Dataset records about object locations:
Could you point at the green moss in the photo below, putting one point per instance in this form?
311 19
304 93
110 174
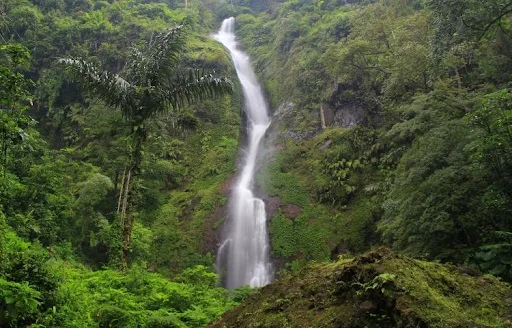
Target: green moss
378 289
276 181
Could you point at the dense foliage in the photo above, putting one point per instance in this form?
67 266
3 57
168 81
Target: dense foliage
64 152
394 117
392 125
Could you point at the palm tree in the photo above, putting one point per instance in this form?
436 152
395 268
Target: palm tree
147 87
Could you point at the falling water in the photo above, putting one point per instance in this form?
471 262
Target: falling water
245 249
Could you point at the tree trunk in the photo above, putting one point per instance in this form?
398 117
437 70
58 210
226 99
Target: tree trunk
127 218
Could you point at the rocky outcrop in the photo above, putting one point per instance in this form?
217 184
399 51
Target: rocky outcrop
378 289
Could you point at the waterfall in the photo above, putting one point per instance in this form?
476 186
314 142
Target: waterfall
244 253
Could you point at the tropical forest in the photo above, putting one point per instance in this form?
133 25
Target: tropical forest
255 163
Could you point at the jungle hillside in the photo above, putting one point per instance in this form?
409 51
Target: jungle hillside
387 175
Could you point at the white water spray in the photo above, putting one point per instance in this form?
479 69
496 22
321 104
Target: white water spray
245 250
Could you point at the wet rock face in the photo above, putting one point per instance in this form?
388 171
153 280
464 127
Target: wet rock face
350 115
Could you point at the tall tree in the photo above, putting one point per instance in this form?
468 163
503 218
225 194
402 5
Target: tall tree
149 85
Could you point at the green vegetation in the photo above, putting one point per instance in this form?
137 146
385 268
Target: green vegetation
377 289
394 116
64 153
392 126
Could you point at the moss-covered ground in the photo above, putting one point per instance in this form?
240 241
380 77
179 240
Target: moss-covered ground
377 289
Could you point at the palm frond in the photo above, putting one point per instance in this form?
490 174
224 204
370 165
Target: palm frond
194 87
163 54
111 88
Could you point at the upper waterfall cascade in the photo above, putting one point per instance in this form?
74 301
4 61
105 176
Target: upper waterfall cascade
245 251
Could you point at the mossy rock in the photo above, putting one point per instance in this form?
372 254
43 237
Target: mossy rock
377 289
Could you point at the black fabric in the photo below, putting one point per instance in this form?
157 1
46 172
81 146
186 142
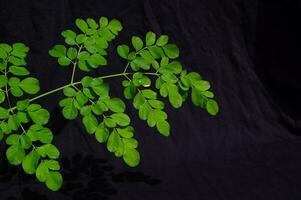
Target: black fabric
248 50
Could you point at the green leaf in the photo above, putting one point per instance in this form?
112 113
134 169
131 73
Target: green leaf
115 26
54 181
40 116
116 105
113 142
138 100
18 71
162 40
156 52
42 172
58 51
30 162
121 119
30 85
15 154
69 111
20 47
212 107
81 38
72 53
131 157
16 61
5 47
102 133
3 113
163 127
123 51
82 25
137 43
64 61
2 96
150 38
171 50
3 54
92 23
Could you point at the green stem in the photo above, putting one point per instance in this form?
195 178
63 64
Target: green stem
75 63
77 83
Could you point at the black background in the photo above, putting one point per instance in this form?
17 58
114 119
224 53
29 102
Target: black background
249 51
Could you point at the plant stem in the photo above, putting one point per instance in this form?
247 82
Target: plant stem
77 83
75 63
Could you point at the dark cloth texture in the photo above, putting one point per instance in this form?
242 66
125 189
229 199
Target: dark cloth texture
248 50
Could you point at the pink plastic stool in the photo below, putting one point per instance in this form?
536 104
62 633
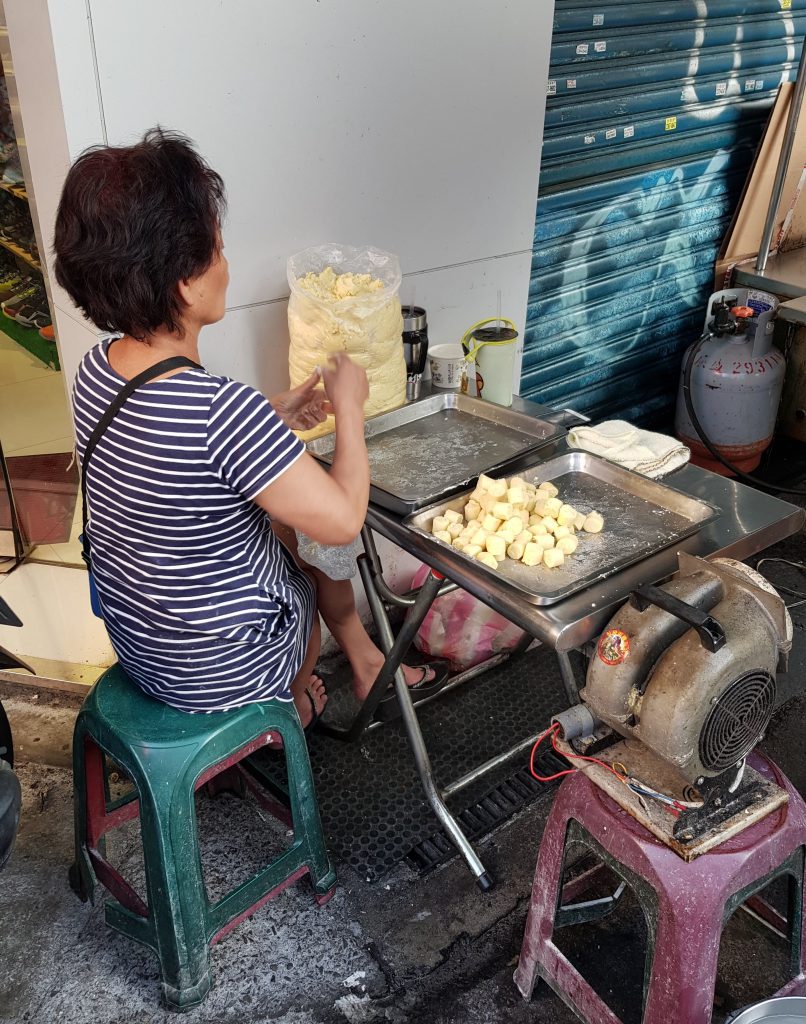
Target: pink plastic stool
685 905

**WHAT YOU ARE ASKED TO DO**
All of the data above should be transcribed verbatim, with pictures omitted.

**RESULT FOR THIS EXERCISE**
Could you point at the green moss in the photo below, putting one point per instance in this form?
311 19
304 93
110 174
Target: green moss
378 289
276 181
Could you point at the dense foliage in the photo above, putting one point per instance in this form?
67 266
3 57
168 81
Target: dense foliage
64 152
394 117
392 125
Could you point at the palm tree in the photo above, putting one point per instance in this form?
436 152
395 268
Target: palm tree
147 87
Could you point at the falling water in the photo above, putting one point per instance in this form?
471 262
Target: falling water
245 249
Could you point at the tree trunk in the photo above, putting one point per instance in this form?
398 117
437 70
58 210
226 99
Target: tree trunk
127 218
Could you point at the rocky outcrop in the photo above, putting one point per instance in this form?
217 184
399 51
Target: rocky outcrop
378 289
Could you point at the waterfall in the photo above, putting one point per instance in this form?
476 186
314 142
Target: waterfall
244 253
Could you point at the tropical forest in the photo above, putting one point per instance in this form?
133 25
Target: tropical forest
255 163
Could you point at the jungle hillside in the photo above, putting one point per instance in this form?
409 51
Target: jungle hillside
387 175
Could you point at the white water spray in the photo above, putting one point per instance in this form?
479 69
496 22
321 104
Target: white water spray
245 250
Could you point at the wet rock face in the photo above, putting one point per instance in this form?
388 171
153 280
464 127
Target: wet rock face
350 115
Could you point at the tall tree in the photo above, putting one point per instance in this form?
468 163
503 218
225 194
402 5
Target: tall tree
149 85
Could you point at the green vegetation in the photo above, putting one point per instance in this form?
137 146
385 268
Target: green vegetation
377 289
394 116
64 153
392 126
Could you point at the moss-covered ground in the photo above, putting one point per instance in this form?
240 241
380 77
179 240
Target: moss-covered ground
377 289
Could you point at the palm frond in the photo above, putting one point per instance in this form?
490 174
224 204
370 165
Target: palm frond
194 87
163 54
111 88
Could you point at the upper waterfall cascade in the photo above, putting one point per instance in this form?
74 301
4 61
105 176
Target: upper waterfall cascade
245 251
Could you point at the mossy rock in the photo above, putting one point per instance in this form?
372 254
43 237
Target: mossy rock
377 289
Could you point at the black fabric in the photo below, putting one point per instance in this form?
157 1
46 172
81 146
186 142
Target: black fabric
248 50
Could you point at the green leaf in the photo above, putting one point per instance in this form?
112 113
134 169
131 73
Target: green leaf
115 26
54 181
40 116
116 105
113 142
138 100
18 71
162 40
156 52
42 172
58 51
30 162
121 119
30 85
15 154
69 111
20 47
212 107
81 38
72 53
131 157
16 61
5 47
102 133
3 113
163 127
123 51
82 25
137 43
64 61
2 96
150 38
171 50
3 54
92 23
Could you point at the green stem in the photo above, putting one point per instance in this form?
195 178
63 64
Target: green stem
75 63
77 83
Could you point at the black background in the photo above, putting one point per instance in this form?
17 58
114 119
224 53
29 102
Target: black background
249 51
Could you point at the plant stem in the photo above, putting one point per instance in this form?
247 82
Target: plant stem
77 83
75 63
Could you point at the dark cloth texture in the photo above, putting one point per instance in this form?
242 66
125 189
229 199
Target: dark cloth texture
248 50
Could you point at the pink plastic stool in the photo below, putting one point per instance in this form?
536 104
62 633
Target: pink plastic stool
685 905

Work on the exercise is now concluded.